AIM ->
Collect every line of the segmentation dataset excerpts that contains the word "shorts" and copy each one out.

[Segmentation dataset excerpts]
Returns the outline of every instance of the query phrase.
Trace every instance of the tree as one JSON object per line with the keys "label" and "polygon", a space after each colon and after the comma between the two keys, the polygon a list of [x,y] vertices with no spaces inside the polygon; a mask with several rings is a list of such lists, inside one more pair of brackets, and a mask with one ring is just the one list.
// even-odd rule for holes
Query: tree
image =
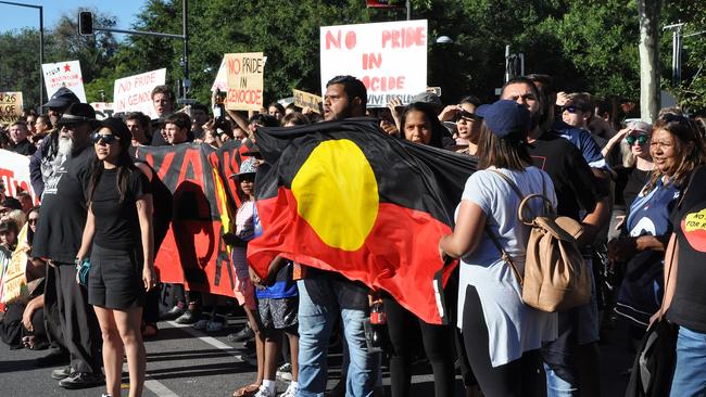
{"label": "tree", "polygon": [[636,0],[640,15],[640,114],[652,123],[659,112],[659,13],[661,0]]}
{"label": "tree", "polygon": [[39,105],[39,33],[35,29],[0,35],[0,91],[22,91],[24,107]]}
{"label": "tree", "polygon": [[[676,94],[679,104],[692,114],[706,115],[706,3],[703,1],[669,1],[665,3],[661,22],[664,25],[683,22],[682,82],[679,87],[663,86]],[[661,51],[665,65],[671,54],[671,36],[665,35]],[[669,68],[665,67],[665,75]],[[665,81],[666,81],[665,76]]]}

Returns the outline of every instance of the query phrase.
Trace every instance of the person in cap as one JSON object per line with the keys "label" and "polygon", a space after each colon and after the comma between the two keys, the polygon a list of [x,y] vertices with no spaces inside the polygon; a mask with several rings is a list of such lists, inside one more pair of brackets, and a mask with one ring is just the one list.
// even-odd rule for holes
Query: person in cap
{"label": "person in cap", "polygon": [[[94,157],[88,174],[88,216],[76,254],[90,256],[88,303],[103,335],[108,394],[121,395],[127,356],[130,396],[144,385],[144,345],[140,325],[146,292],[156,286],[152,235],[152,191],[128,150],[131,135],[119,118],[101,121],[91,135]],[[90,149],[89,149],[90,150]]]}
{"label": "person in cap", "polygon": [[10,137],[10,145],[8,146],[10,152],[29,156],[37,151],[37,146],[29,141],[29,129],[24,121],[11,124],[8,136]]}
{"label": "person in cap", "polygon": [[[556,206],[554,184],[532,165],[525,106],[497,101],[478,107],[477,115],[483,117],[478,171],[466,182],[454,231],[439,241],[439,252],[444,260],[461,258],[457,325],[481,390],[487,396],[533,396],[544,386],[540,347],[556,337],[556,315],[522,303],[519,280],[484,230],[524,269],[530,229],[517,219],[520,198],[499,172],[524,195],[544,194]],[[540,214],[542,205],[530,202],[529,210]]]}
{"label": "person in cap", "polygon": [[49,102],[43,105],[43,107],[47,108],[49,120],[54,128],[51,131],[48,131],[47,137],[37,144],[37,151],[29,159],[29,178],[31,181],[31,188],[34,189],[35,194],[40,197],[45,190],[45,183],[47,183],[47,180],[54,172],[54,163],[56,157],[60,157],[61,163],[65,155],[59,153],[60,128],[56,127],[56,123],[59,123],[61,116],[72,104],[79,102],[80,100],[72,90],[62,87],[54,92]]}
{"label": "person in cap", "polygon": [[[86,287],[76,285],[76,254],[86,226],[86,189],[96,153],[90,135],[99,125],[96,111],[87,103],[75,103],[56,124],[60,145],[66,159],[48,180],[37,222],[33,255],[49,259],[47,307],[56,305],[63,343],[71,364],[52,372],[65,388],[92,387],[103,383],[100,364],[101,334],[96,313],[88,305]],[[53,323],[52,310],[45,310]],[[50,332],[52,337],[56,335]],[[59,342],[59,341],[56,341]]]}
{"label": "person in cap", "polygon": [[[590,164],[585,153],[567,139],[564,132],[552,127],[546,118],[547,92],[540,90],[534,81],[525,77],[505,84],[501,99],[521,104],[530,112],[530,129],[527,133],[528,151],[534,165],[552,177],[558,205],[556,212],[579,222],[583,234],[577,239],[579,247],[589,257],[591,244],[610,217],[610,194],[605,178],[596,177],[598,165]],[[585,130],[580,130],[589,133]],[[591,137],[588,141],[595,143]],[[603,156],[598,153],[600,157]],[[603,161],[605,164],[605,161]],[[583,217],[581,215],[585,213]],[[590,271],[591,282],[593,271]],[[598,362],[598,308],[596,295],[591,302],[569,310],[559,311],[559,334],[556,341],[542,347],[547,373],[547,393],[600,394]],[[580,373],[580,376],[579,376]],[[579,380],[581,382],[579,383]]]}
{"label": "person in cap", "polygon": [[161,130],[164,129],[164,120],[174,113],[176,95],[168,86],[156,86],[152,89],[151,98],[156,114],[156,118],[152,120],[153,125],[156,123],[156,128],[152,130],[152,145],[165,146],[169,143]]}
{"label": "person in cap", "polygon": [[[257,312],[257,302],[255,300],[255,289],[253,280],[250,278],[248,267],[247,247],[248,242],[255,235],[254,214],[255,214],[255,172],[257,170],[257,161],[250,157],[242,162],[237,174],[230,176],[237,183],[238,195],[241,204],[236,213],[235,231],[226,233],[223,240],[230,245],[231,260],[236,269],[235,295],[238,304],[242,306],[248,316],[248,324],[254,332],[255,347],[257,351],[257,362],[264,362],[265,336],[261,329],[260,315]],[[254,276],[254,274],[253,274]],[[257,367],[257,379],[252,384],[239,387],[235,390],[234,396],[249,396],[259,392],[264,381],[264,366]],[[268,383],[269,384],[269,383]]]}

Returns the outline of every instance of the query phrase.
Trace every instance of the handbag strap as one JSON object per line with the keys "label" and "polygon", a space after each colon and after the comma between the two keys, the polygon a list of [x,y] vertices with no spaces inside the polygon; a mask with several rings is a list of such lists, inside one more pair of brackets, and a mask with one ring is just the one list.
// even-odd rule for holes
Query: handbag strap
{"label": "handbag strap", "polygon": [[515,273],[515,277],[517,277],[517,281],[519,282],[519,285],[522,286],[522,283],[525,283],[525,279],[522,279],[522,274],[520,274],[519,269],[517,269],[517,265],[515,265],[515,259],[503,248],[503,245],[500,243],[500,239],[495,233],[493,233],[492,230],[490,230],[490,226],[486,223],[486,233],[490,238],[490,241],[493,242],[493,245],[497,248],[497,251],[501,253],[501,258],[509,265],[509,268],[513,269],[513,273]]}
{"label": "handbag strap", "polygon": [[[515,194],[517,194],[517,196],[519,197],[520,203],[522,203],[525,201],[525,198],[526,198],[525,194],[522,194],[522,191],[519,189],[517,183],[515,183],[515,181],[509,179],[508,176],[506,176],[505,174],[499,171],[497,169],[489,169],[489,171],[495,172],[501,178],[503,178],[505,180],[505,182],[507,182],[507,184],[509,184],[509,187],[513,189]],[[542,175],[542,172],[540,172],[540,178],[542,178],[542,196],[546,197],[546,183],[544,182],[544,176]],[[532,196],[537,196],[537,194],[533,194]],[[549,198],[544,198],[542,204],[544,206],[544,214],[553,214],[554,213],[554,208],[552,207],[552,203],[549,201]],[[520,213],[519,213],[519,208],[518,208],[518,216],[519,216],[519,214]]]}

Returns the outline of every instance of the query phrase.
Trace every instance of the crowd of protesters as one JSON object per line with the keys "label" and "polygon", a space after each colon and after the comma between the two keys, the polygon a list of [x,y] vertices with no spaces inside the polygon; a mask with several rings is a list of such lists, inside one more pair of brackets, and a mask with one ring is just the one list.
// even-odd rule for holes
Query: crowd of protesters
{"label": "crowd of protesters", "polygon": [[[386,363],[391,395],[407,396],[419,355],[428,359],[439,397],[456,394],[456,364],[467,396],[598,396],[602,329],[622,321],[636,345],[651,323],[667,319],[679,325],[671,396],[704,395],[704,125],[677,107],[650,124],[606,111],[589,93],[557,91],[550,76],[530,75],[507,81],[492,104],[468,93],[443,106],[423,92],[408,105],[392,100],[368,110],[365,86],[339,76],[328,82],[319,110],[274,102],[245,117],[216,108],[217,92],[211,107],[176,110],[173,91],[160,86],[152,91],[157,118],[127,113],[99,120],[62,88],[42,106],[46,114],[0,129],[1,149],[29,157],[41,203],[35,207],[27,192],[9,196],[0,185],[3,280],[22,251],[28,282],[26,299],[3,307],[2,340],[11,348],[49,349],[37,364],[59,367],[50,375],[60,386],[105,385],[104,396],[121,395],[127,357],[129,395],[139,396],[143,340],[159,337],[160,320],[215,332],[228,326],[235,304],[247,324],[228,338],[247,342],[254,350],[247,361],[257,371],[234,396],[380,396]],[[261,127],[356,117],[375,117],[380,133],[477,164],[453,233],[428,242],[439,245],[442,258],[461,260],[445,294],[452,323],[427,323],[384,292],[279,256],[259,277],[245,255],[248,242],[262,233],[256,149],[230,176],[242,203],[223,235],[235,298],[159,282],[154,257],[168,229],[171,194],[150,165],[134,157],[136,148],[219,148],[228,140],[254,146]],[[583,227],[577,244],[590,269],[588,304],[544,312],[522,303],[521,285],[501,258],[507,253],[522,271],[529,226],[517,219],[515,191],[544,194],[558,215]],[[366,341],[371,306],[387,315],[382,354]],[[329,345],[339,341],[341,382],[327,390]],[[282,394],[277,377],[289,381]]]}

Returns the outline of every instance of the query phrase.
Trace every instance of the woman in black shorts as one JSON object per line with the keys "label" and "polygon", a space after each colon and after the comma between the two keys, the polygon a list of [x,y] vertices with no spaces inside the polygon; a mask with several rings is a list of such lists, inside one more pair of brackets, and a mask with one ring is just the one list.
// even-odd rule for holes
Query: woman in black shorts
{"label": "woman in black shorts", "polygon": [[88,218],[76,262],[89,255],[88,303],[103,334],[103,367],[109,396],[121,395],[127,355],[129,396],[144,385],[144,345],[140,332],[146,291],[156,284],[153,266],[152,192],[133,163],[130,132],[108,118],[91,136],[96,159],[86,192]]}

REPLY TO THE EXERCISE ->
Trace every instance of the woman in black shorts as one JSON object per line with the keys "label" and "polygon", a space after each colon and after the comma between the two keys, the polygon a list of [x,y] vertices with no spaces inside the polygon; a mask with several rings is a list of such lists, inside one more pair of brackets, and a mask with one ring is just the one list.
Query: woman in black shorts
{"label": "woman in black shorts", "polygon": [[88,218],[76,262],[89,255],[88,303],[103,334],[103,367],[109,396],[121,395],[127,355],[129,396],[144,385],[144,345],[140,332],[146,291],[156,284],[153,266],[152,192],[133,163],[130,132],[108,118],[91,136],[96,159],[86,192]]}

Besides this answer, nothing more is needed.